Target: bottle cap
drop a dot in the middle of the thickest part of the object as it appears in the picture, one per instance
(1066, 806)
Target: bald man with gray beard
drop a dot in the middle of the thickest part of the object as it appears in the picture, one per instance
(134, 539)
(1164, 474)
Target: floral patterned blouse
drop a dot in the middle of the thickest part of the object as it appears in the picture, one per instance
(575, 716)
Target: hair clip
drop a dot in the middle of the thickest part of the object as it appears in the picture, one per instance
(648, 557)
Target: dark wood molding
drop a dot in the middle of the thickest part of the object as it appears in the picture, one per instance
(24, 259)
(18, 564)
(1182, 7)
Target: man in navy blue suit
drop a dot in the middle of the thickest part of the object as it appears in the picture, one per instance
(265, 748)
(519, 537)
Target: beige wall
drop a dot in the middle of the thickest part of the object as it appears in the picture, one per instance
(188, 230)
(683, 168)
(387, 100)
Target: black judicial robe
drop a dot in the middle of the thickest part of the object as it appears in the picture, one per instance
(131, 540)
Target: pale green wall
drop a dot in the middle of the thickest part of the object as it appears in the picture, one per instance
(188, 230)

****************************************

From the entries above, give again exactly the lines running from the line with "Target: bald man with gray beard" to the line with "Target: hair clip"; include both of those lines.

Target: bald man with gray beard
drop a dot in the middle of the thickest part of the object as it appears in the picture, one per instance
(134, 539)
(1164, 474)
Target: floral patterned blouse
drop a dot in the middle of the thickest part of the object as it appears in the picture, one per instance
(575, 716)
Target: hair clip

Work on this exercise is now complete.